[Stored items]
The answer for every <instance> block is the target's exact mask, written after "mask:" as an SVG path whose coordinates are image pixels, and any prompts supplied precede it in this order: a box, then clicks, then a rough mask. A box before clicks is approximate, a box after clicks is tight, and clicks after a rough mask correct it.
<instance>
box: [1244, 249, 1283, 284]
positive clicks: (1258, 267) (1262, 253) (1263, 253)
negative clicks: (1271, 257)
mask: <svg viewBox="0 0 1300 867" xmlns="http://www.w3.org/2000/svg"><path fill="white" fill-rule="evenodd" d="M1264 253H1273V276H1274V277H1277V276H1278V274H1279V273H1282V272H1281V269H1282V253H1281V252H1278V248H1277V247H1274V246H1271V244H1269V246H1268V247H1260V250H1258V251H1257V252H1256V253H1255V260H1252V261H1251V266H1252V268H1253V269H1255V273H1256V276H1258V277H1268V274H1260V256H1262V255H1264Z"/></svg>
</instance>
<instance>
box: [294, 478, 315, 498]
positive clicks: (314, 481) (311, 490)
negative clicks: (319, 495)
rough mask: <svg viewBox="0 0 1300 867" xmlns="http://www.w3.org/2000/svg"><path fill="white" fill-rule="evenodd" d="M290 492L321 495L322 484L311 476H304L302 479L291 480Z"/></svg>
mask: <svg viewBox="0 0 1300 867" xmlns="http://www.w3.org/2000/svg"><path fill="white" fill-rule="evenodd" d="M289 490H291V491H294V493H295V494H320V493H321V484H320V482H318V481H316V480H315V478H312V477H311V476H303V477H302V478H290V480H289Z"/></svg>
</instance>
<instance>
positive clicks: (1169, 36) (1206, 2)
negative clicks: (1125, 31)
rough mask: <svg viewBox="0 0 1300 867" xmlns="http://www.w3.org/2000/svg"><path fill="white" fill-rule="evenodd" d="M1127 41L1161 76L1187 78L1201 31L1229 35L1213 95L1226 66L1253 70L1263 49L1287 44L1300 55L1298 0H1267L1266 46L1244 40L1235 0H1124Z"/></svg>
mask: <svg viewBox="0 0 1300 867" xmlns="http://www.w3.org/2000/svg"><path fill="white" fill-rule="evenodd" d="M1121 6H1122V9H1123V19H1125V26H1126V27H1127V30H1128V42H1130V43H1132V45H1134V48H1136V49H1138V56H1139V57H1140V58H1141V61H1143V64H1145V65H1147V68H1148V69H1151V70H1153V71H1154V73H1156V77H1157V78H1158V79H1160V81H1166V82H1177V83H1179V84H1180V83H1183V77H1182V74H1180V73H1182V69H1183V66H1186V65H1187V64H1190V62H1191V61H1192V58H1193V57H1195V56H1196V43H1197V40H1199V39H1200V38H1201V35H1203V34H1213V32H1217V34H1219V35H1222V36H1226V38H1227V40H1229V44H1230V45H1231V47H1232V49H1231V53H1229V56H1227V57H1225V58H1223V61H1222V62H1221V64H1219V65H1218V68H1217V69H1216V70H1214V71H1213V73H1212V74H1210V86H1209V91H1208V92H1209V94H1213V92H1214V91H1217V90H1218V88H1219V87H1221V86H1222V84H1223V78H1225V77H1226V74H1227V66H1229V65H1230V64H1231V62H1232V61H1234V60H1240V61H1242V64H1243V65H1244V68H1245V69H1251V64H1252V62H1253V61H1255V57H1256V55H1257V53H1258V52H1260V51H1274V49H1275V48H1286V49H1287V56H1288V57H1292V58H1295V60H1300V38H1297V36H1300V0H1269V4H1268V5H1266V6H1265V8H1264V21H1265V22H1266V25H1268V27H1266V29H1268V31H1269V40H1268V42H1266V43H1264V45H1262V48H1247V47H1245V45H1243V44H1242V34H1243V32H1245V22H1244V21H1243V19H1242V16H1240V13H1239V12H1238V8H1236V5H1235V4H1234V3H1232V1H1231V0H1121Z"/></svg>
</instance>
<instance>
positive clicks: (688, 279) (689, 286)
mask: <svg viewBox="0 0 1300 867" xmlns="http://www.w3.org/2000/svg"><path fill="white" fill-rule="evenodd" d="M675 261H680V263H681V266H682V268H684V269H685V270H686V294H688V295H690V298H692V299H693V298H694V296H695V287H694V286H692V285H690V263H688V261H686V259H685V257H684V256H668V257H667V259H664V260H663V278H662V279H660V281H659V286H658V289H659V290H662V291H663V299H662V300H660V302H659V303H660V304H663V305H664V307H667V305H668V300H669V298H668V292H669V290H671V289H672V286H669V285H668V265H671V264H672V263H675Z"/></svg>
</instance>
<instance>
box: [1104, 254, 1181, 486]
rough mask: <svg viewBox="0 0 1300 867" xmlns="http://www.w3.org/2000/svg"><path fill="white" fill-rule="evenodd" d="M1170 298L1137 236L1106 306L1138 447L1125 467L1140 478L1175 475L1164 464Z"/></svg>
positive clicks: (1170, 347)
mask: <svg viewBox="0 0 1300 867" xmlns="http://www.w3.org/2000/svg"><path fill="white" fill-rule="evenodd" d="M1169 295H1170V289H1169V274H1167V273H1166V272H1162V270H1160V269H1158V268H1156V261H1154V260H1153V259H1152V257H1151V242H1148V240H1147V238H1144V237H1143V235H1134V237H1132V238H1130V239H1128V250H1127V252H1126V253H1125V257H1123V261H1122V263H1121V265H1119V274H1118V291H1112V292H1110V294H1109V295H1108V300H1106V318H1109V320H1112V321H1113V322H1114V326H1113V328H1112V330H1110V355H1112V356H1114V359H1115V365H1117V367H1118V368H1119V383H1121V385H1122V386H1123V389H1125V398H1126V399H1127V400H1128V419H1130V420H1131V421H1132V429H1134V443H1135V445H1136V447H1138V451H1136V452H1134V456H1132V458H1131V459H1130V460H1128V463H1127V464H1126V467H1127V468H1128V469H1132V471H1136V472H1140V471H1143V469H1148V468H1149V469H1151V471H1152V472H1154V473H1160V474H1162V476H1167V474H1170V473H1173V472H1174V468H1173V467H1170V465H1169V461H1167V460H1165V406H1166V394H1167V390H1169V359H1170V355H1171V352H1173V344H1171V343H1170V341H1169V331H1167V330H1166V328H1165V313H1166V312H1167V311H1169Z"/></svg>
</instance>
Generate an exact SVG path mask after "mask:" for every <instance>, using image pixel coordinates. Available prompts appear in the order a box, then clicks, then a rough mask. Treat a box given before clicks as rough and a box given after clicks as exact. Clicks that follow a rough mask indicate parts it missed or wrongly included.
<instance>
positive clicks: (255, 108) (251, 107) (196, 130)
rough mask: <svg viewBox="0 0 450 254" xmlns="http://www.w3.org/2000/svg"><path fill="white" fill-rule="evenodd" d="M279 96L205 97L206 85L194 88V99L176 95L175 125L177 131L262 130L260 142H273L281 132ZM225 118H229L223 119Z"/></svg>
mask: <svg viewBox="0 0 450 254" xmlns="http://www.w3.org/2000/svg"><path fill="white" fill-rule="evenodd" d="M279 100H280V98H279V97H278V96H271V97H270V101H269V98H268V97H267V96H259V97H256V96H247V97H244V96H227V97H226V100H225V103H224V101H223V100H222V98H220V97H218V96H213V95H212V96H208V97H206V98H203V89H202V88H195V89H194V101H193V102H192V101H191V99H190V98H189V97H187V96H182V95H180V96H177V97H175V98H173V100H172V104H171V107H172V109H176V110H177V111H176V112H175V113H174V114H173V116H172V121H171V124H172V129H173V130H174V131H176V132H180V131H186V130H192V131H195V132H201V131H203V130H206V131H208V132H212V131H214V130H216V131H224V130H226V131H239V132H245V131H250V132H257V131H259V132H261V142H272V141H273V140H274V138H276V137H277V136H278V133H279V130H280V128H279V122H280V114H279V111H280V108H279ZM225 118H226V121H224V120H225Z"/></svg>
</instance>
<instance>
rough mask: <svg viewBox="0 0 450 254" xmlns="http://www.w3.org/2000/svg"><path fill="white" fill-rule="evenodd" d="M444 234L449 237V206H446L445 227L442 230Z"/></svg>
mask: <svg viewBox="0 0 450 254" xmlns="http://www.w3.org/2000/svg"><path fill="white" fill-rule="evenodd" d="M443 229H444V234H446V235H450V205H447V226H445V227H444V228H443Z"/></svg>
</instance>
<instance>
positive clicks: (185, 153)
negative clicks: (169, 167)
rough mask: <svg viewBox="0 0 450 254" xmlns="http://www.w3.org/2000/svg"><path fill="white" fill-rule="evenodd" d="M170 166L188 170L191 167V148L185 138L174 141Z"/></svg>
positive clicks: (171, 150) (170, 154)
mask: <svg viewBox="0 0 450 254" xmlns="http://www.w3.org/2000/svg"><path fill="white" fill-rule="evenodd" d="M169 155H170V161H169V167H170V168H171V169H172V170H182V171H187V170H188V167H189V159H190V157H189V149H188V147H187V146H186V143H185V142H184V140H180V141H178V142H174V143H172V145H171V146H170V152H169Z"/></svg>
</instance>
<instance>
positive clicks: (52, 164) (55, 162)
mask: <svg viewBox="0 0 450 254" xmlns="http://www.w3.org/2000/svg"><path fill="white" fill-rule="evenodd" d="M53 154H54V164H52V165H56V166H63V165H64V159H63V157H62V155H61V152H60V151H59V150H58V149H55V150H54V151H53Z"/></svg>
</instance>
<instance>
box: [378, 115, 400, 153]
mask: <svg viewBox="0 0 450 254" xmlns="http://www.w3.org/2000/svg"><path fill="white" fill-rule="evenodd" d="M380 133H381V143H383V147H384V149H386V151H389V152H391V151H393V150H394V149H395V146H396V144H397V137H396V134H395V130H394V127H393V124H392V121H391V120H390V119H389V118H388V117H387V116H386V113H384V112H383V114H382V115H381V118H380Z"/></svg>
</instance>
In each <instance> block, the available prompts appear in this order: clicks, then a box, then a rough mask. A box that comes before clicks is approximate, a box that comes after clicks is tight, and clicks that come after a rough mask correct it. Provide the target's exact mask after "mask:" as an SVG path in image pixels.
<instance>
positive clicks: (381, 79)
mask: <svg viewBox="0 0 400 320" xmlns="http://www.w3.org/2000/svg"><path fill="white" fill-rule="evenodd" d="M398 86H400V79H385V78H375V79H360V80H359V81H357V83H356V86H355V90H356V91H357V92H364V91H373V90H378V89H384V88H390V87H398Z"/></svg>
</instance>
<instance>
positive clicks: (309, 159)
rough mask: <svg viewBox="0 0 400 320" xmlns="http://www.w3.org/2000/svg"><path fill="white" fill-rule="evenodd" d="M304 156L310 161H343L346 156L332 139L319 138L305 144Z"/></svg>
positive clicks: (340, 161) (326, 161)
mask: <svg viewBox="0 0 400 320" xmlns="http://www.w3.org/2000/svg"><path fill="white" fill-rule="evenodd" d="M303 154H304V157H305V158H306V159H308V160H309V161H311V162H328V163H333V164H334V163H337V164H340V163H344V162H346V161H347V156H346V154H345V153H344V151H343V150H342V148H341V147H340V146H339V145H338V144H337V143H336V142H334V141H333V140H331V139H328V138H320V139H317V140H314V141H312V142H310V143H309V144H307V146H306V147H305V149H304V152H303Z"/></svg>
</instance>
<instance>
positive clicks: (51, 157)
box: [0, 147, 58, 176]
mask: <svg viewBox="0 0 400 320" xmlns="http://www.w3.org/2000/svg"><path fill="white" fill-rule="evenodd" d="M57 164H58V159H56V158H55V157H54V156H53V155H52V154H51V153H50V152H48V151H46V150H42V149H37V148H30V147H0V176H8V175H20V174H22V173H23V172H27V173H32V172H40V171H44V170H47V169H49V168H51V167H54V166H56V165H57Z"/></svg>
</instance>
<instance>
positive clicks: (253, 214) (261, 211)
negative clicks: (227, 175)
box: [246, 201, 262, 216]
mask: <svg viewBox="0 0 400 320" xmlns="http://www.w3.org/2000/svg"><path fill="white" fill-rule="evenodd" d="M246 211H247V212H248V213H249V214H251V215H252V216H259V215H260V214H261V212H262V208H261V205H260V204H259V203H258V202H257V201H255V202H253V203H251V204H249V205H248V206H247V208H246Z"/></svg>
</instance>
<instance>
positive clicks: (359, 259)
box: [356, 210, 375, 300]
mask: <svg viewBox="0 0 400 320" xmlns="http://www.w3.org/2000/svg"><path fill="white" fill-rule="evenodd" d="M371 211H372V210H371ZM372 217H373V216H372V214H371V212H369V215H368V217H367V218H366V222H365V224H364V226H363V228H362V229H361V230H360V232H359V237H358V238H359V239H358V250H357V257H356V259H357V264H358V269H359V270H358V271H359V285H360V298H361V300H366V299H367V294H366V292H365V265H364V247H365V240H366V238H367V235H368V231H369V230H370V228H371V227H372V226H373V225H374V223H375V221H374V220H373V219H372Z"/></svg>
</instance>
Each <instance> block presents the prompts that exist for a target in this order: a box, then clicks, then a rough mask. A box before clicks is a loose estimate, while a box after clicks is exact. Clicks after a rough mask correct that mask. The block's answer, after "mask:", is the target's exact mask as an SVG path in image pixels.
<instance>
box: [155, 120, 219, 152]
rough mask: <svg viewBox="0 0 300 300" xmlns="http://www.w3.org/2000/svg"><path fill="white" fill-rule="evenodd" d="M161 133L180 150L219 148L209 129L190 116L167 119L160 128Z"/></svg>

- What you need to do -
The lines you need are those with the word "answer"; list them from the entries.

- Worked solution -
The answer for every <instance> block is the target's exact mask, written after "mask:" as an SVG path whose coordinates are image pixels, and any prompts supplied precede it in this order: a box, then clicks, then a rough mask. A box before clicks is approximate, a box after clicks is tight, and clicks after a rough mask correct it.
Each <instance> block presents the prompts that exist for a target in this order: a box, then clicks, then a rough mask. A box before clicks is a loose estimate, while a box after clicks is exact. Clicks after a rough mask correct that mask. The block's answer, after "mask:", is the target's exact mask as an SVG path in image pixels.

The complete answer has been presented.